DATA: Begin

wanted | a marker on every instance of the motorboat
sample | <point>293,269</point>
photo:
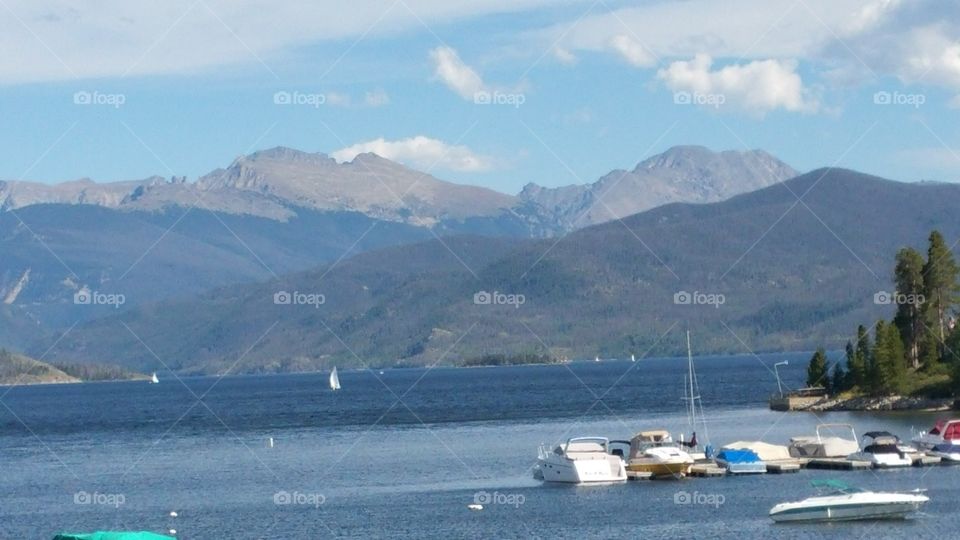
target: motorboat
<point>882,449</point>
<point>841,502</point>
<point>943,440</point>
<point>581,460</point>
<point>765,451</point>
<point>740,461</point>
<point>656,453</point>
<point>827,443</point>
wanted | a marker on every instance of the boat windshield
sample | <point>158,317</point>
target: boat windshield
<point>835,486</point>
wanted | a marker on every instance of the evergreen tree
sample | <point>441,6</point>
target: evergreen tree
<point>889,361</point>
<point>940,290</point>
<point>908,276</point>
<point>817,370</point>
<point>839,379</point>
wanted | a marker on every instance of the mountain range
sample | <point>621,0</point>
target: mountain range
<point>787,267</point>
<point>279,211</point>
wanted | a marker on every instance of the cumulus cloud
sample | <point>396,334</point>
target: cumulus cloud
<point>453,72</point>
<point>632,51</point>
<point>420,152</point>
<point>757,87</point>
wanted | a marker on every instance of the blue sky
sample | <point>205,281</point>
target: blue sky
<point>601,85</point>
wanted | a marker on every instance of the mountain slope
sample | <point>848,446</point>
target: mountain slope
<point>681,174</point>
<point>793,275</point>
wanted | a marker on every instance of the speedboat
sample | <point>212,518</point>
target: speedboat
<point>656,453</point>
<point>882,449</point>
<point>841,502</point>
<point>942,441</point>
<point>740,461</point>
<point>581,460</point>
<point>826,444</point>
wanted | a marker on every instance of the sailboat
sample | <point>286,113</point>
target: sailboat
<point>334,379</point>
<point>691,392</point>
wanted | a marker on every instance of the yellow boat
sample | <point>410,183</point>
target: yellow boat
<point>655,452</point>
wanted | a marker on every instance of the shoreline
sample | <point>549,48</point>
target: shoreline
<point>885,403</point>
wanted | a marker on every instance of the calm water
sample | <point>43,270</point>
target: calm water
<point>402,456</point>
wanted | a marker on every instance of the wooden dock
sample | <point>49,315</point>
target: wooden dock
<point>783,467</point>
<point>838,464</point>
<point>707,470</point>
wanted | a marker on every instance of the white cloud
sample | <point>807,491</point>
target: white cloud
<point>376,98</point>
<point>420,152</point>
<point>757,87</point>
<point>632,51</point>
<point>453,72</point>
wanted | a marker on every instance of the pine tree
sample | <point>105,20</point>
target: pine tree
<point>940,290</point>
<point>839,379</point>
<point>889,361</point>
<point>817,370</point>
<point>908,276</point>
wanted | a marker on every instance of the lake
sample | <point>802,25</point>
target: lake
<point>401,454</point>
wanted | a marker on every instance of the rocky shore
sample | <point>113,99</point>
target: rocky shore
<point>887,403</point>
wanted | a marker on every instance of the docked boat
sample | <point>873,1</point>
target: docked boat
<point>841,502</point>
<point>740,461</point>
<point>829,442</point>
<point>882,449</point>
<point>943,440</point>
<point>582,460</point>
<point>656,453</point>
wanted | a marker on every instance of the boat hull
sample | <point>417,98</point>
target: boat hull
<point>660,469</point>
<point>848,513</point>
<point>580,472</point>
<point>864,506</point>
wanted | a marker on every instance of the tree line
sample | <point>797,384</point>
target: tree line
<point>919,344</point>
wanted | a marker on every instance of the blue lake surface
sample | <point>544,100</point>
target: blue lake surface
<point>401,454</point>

DATA: End
DATA: Begin

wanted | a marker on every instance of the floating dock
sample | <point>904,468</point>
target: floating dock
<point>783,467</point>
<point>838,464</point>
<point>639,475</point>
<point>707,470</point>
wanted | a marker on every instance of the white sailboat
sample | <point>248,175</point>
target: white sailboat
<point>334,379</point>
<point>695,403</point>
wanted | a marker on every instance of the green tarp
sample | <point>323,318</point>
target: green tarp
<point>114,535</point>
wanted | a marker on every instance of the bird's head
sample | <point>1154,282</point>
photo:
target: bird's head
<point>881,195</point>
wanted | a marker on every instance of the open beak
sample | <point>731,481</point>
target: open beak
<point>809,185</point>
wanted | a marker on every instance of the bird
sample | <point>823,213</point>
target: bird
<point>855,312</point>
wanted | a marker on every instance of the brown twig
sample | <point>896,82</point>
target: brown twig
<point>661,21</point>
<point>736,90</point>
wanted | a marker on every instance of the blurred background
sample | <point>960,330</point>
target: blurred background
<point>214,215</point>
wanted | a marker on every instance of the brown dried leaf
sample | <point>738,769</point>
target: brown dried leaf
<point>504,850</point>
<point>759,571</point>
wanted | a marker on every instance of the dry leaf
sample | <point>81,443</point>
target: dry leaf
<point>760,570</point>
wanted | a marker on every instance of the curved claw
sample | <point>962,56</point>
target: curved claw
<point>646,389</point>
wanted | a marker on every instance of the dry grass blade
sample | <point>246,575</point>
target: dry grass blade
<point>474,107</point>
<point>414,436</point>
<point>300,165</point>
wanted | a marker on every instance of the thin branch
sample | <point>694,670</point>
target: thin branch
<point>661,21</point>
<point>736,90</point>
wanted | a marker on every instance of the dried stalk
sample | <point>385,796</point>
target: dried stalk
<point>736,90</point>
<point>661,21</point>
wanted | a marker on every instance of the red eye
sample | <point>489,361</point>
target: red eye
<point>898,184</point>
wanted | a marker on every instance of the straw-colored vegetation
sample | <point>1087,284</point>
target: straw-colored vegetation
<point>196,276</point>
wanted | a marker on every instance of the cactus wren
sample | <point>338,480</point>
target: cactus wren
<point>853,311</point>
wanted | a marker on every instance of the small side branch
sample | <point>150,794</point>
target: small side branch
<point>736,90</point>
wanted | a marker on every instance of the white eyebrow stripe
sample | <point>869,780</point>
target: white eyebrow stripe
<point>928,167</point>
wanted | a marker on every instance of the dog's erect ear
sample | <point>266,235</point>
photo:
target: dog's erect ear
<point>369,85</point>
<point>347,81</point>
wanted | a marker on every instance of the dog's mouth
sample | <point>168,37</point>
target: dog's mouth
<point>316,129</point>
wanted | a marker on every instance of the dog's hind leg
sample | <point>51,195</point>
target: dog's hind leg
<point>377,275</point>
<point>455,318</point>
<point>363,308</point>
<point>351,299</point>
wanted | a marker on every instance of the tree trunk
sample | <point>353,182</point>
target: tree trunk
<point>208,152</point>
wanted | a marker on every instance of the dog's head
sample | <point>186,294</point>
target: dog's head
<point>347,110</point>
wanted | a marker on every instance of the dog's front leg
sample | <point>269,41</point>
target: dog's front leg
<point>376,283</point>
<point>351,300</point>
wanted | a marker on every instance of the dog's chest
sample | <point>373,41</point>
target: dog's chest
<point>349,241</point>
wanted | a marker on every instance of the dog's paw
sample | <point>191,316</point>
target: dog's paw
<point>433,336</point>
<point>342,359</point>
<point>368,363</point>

DATA: End

Copy only this part of the entries above: the line with "wanted | a marker on every instance of the cactus", the line with "sample | <point>869,780</point>", and the lines between, all exactly as written.

## ANSWER SECTION
wanted | a marker on every instance of the cactus wren
sample | <point>338,480</point>
target: cactus wren
<point>853,311</point>
wanted | a marker on every instance of the small side branch
sample | <point>150,794</point>
target: small side branch
<point>736,90</point>
wanted | a marker on every instance of the white eyebrow stripe
sample | <point>869,780</point>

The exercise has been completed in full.